**Problem to work on**
Count the lines of the data below that contain the string "outdoor", and give that number alone as the answer.

**Dataset**
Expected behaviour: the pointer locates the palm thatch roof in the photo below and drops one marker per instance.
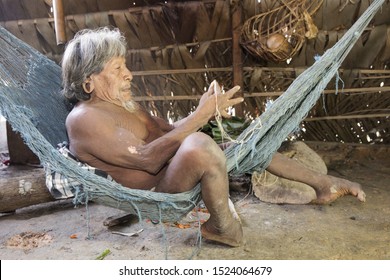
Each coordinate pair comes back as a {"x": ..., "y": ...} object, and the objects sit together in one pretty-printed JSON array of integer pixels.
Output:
[{"x": 176, "y": 48}]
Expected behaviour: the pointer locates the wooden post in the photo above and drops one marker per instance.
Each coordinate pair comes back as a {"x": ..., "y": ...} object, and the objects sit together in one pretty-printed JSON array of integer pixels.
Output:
[
  {"x": 236, "y": 8},
  {"x": 59, "y": 21},
  {"x": 22, "y": 186}
]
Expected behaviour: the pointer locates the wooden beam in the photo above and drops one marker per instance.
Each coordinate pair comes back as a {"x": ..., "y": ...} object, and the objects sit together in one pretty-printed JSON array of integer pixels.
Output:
[
  {"x": 236, "y": 7},
  {"x": 22, "y": 186},
  {"x": 59, "y": 22}
]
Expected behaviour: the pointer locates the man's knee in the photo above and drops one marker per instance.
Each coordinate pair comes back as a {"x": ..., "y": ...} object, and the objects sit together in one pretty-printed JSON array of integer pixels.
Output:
[{"x": 201, "y": 146}]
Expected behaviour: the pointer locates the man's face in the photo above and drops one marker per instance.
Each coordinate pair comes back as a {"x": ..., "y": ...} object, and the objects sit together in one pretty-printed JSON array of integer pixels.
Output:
[{"x": 113, "y": 83}]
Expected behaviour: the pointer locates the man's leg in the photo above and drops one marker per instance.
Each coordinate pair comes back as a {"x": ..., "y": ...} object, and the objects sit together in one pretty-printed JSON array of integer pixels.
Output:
[
  {"x": 199, "y": 159},
  {"x": 328, "y": 188}
]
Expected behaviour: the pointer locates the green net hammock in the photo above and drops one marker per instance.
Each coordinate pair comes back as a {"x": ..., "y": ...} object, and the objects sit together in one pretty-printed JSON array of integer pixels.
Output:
[{"x": 29, "y": 99}]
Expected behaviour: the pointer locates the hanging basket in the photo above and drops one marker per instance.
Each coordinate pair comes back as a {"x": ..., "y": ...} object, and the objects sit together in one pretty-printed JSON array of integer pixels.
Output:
[{"x": 278, "y": 35}]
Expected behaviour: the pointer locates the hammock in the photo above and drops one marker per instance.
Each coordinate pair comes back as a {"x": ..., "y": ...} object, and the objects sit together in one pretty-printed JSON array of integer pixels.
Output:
[{"x": 29, "y": 99}]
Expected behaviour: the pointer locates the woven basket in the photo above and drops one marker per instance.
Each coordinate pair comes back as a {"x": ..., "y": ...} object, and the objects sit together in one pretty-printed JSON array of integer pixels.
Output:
[{"x": 278, "y": 35}]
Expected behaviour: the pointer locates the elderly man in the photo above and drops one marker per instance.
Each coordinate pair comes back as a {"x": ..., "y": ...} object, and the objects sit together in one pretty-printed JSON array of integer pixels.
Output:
[{"x": 111, "y": 132}]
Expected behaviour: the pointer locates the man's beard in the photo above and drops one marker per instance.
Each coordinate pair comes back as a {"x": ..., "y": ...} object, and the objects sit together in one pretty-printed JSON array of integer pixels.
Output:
[{"x": 130, "y": 106}]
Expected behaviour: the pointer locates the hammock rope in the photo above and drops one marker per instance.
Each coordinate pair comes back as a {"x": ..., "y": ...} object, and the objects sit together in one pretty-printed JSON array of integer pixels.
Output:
[{"x": 29, "y": 99}]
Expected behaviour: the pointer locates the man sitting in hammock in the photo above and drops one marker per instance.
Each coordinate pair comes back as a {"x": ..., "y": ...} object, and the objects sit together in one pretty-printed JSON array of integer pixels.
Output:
[{"x": 111, "y": 132}]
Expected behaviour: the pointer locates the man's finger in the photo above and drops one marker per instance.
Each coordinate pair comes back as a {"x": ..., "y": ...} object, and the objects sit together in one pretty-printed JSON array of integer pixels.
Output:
[{"x": 232, "y": 91}]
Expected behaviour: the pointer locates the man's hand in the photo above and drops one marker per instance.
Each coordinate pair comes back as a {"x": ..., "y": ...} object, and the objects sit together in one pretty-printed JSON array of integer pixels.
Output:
[{"x": 215, "y": 100}]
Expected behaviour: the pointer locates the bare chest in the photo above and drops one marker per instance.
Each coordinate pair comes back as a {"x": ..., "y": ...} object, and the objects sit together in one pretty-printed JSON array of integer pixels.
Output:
[{"x": 142, "y": 126}]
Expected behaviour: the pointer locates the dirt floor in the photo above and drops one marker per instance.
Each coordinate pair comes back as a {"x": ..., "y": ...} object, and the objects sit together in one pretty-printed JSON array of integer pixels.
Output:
[{"x": 345, "y": 229}]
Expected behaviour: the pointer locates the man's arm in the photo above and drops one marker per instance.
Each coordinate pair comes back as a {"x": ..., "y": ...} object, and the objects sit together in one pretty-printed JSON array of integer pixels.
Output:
[{"x": 118, "y": 146}]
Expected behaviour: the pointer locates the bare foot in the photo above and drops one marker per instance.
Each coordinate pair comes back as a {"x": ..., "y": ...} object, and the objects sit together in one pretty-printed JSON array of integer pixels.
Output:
[
  {"x": 337, "y": 187},
  {"x": 230, "y": 233}
]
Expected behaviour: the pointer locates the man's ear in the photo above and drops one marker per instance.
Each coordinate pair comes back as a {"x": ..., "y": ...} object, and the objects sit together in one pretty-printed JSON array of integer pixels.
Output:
[{"x": 88, "y": 85}]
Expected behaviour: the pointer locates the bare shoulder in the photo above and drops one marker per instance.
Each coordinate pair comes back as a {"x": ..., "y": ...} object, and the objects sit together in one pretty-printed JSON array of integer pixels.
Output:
[{"x": 84, "y": 117}]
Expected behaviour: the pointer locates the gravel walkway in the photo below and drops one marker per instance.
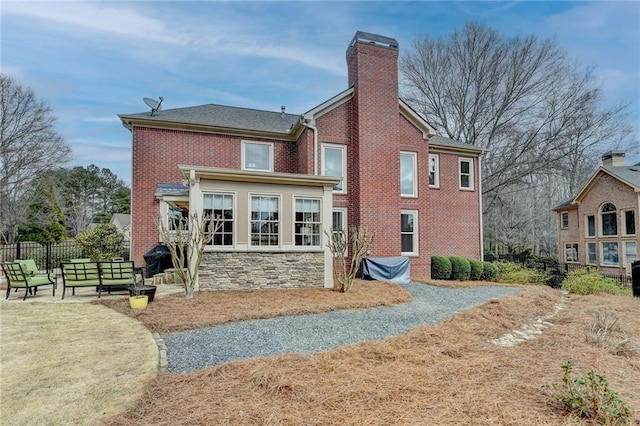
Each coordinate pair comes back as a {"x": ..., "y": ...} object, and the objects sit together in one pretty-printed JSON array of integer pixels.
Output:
[{"x": 197, "y": 349}]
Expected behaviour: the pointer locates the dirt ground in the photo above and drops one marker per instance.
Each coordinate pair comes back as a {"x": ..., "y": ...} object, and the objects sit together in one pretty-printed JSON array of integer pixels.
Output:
[{"x": 450, "y": 374}]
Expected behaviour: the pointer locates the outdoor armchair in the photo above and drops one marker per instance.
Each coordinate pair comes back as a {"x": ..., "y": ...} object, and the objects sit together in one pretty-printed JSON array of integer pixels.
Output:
[{"x": 18, "y": 277}]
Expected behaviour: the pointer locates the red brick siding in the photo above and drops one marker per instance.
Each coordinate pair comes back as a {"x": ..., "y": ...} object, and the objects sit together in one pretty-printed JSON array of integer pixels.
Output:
[
  {"x": 156, "y": 156},
  {"x": 454, "y": 214}
]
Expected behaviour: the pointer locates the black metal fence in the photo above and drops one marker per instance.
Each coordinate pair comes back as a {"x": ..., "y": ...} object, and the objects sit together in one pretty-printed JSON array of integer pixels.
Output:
[
  {"x": 49, "y": 255},
  {"x": 557, "y": 269}
]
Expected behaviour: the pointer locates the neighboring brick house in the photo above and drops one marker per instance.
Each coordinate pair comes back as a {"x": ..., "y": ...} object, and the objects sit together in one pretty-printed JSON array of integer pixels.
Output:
[
  {"x": 362, "y": 158},
  {"x": 599, "y": 227}
]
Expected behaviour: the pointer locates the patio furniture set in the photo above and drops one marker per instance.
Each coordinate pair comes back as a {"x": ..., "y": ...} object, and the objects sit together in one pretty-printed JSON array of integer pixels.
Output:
[{"x": 105, "y": 276}]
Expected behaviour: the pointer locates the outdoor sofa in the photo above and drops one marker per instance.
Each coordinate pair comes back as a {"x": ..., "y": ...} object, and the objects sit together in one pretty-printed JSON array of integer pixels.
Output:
[{"x": 102, "y": 275}]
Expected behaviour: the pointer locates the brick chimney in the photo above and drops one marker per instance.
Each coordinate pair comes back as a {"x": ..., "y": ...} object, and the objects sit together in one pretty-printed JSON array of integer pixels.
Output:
[
  {"x": 613, "y": 159},
  {"x": 374, "y": 166}
]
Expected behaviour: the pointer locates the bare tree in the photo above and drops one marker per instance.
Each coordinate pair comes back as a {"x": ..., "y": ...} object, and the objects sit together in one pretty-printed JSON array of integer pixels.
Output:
[
  {"x": 346, "y": 267},
  {"x": 186, "y": 239},
  {"x": 537, "y": 112},
  {"x": 29, "y": 147}
]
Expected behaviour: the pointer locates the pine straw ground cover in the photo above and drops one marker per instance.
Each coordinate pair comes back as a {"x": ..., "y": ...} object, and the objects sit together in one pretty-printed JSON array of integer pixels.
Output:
[{"x": 441, "y": 375}]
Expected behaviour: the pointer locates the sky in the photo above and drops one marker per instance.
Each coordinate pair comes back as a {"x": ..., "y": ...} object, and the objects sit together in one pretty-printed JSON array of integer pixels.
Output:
[{"x": 91, "y": 61}]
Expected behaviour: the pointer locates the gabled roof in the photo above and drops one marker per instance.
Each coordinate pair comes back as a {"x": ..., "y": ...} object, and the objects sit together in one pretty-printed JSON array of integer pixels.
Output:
[
  {"x": 225, "y": 119},
  {"x": 438, "y": 141}
]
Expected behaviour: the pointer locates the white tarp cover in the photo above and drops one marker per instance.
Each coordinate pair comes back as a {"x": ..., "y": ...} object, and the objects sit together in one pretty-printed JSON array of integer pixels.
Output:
[{"x": 392, "y": 269}]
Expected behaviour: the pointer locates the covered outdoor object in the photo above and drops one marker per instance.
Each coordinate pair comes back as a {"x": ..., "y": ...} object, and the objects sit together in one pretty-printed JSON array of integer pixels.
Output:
[
  {"x": 393, "y": 269},
  {"x": 157, "y": 260}
]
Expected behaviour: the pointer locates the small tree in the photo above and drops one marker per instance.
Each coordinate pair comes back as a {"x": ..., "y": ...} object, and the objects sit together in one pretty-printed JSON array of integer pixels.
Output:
[
  {"x": 186, "y": 239},
  {"x": 338, "y": 242}
]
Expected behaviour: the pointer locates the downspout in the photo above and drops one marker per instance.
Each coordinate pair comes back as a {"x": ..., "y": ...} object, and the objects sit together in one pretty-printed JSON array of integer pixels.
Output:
[
  {"x": 480, "y": 207},
  {"x": 306, "y": 122}
]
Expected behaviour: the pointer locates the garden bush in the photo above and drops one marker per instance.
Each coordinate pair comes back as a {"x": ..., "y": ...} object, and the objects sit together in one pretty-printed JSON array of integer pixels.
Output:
[
  {"x": 460, "y": 268},
  {"x": 513, "y": 273},
  {"x": 588, "y": 281},
  {"x": 476, "y": 269},
  {"x": 489, "y": 271},
  {"x": 440, "y": 268}
]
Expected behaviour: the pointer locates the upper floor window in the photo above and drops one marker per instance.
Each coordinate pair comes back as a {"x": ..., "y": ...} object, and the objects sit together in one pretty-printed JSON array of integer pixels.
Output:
[
  {"x": 219, "y": 207},
  {"x": 257, "y": 156},
  {"x": 307, "y": 222},
  {"x": 265, "y": 220},
  {"x": 334, "y": 163},
  {"x": 408, "y": 181},
  {"x": 608, "y": 217},
  {"x": 591, "y": 226},
  {"x": 408, "y": 232},
  {"x": 629, "y": 222},
  {"x": 434, "y": 170},
  {"x": 466, "y": 173}
]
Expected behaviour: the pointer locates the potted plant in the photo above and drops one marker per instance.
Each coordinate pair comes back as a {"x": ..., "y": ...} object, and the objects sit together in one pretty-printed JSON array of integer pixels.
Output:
[{"x": 138, "y": 300}]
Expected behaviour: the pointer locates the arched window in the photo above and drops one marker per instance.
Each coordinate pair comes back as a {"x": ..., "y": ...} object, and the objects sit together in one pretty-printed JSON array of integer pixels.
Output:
[{"x": 609, "y": 216}]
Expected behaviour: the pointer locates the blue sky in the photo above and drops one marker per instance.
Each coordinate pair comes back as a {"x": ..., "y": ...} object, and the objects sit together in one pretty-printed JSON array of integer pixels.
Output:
[{"x": 93, "y": 60}]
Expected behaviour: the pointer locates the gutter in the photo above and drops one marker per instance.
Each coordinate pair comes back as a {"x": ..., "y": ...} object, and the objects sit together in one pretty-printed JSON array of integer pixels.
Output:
[{"x": 306, "y": 122}]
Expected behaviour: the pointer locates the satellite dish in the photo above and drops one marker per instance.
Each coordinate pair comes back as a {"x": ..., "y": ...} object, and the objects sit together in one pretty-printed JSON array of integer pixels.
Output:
[{"x": 153, "y": 104}]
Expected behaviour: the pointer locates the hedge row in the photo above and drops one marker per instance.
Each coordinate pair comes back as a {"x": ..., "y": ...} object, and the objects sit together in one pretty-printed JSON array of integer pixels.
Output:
[{"x": 462, "y": 269}]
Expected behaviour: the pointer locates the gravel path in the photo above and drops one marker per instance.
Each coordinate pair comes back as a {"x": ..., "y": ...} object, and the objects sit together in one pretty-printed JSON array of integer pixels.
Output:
[{"x": 197, "y": 349}]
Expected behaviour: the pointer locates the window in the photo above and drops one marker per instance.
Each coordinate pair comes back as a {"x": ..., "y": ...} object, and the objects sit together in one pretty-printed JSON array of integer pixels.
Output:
[
  {"x": 334, "y": 164},
  {"x": 265, "y": 220},
  {"x": 220, "y": 208},
  {"x": 257, "y": 156},
  {"x": 608, "y": 216},
  {"x": 591, "y": 254},
  {"x": 307, "y": 222},
  {"x": 177, "y": 217},
  {"x": 630, "y": 222},
  {"x": 610, "y": 254},
  {"x": 591, "y": 226},
  {"x": 434, "y": 170},
  {"x": 408, "y": 182},
  {"x": 571, "y": 252},
  {"x": 631, "y": 251},
  {"x": 466, "y": 173},
  {"x": 408, "y": 233}
]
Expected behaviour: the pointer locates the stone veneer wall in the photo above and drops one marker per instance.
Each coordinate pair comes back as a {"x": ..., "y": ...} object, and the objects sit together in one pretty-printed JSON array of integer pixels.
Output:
[{"x": 253, "y": 270}]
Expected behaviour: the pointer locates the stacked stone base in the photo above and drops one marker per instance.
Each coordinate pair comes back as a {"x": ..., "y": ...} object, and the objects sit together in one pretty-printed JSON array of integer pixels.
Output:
[{"x": 261, "y": 270}]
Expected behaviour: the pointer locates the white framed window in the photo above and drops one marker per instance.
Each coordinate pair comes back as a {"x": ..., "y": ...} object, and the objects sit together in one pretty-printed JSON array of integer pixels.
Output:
[
  {"x": 307, "y": 222},
  {"x": 609, "y": 220},
  {"x": 257, "y": 156},
  {"x": 466, "y": 173},
  {"x": 265, "y": 220},
  {"x": 591, "y": 226},
  {"x": 629, "y": 225},
  {"x": 334, "y": 164},
  {"x": 220, "y": 207},
  {"x": 565, "y": 220},
  {"x": 610, "y": 254},
  {"x": 409, "y": 232},
  {"x": 630, "y": 251},
  {"x": 571, "y": 252},
  {"x": 434, "y": 170},
  {"x": 408, "y": 181},
  {"x": 592, "y": 254}
]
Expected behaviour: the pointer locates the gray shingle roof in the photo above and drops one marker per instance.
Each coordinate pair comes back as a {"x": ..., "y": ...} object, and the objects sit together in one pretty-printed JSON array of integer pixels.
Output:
[
  {"x": 223, "y": 116},
  {"x": 629, "y": 174}
]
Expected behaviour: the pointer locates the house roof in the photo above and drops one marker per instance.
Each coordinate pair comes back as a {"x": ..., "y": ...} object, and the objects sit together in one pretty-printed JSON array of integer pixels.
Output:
[
  {"x": 219, "y": 116},
  {"x": 442, "y": 142},
  {"x": 629, "y": 175}
]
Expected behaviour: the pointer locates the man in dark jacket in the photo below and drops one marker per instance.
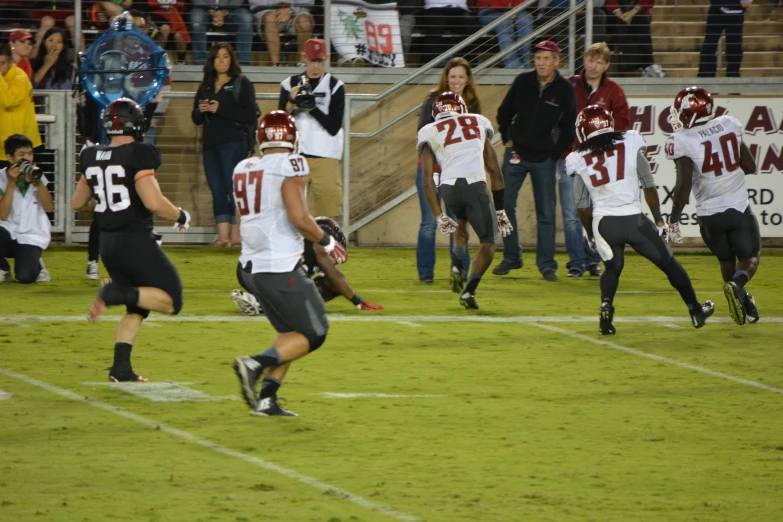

**Result**
3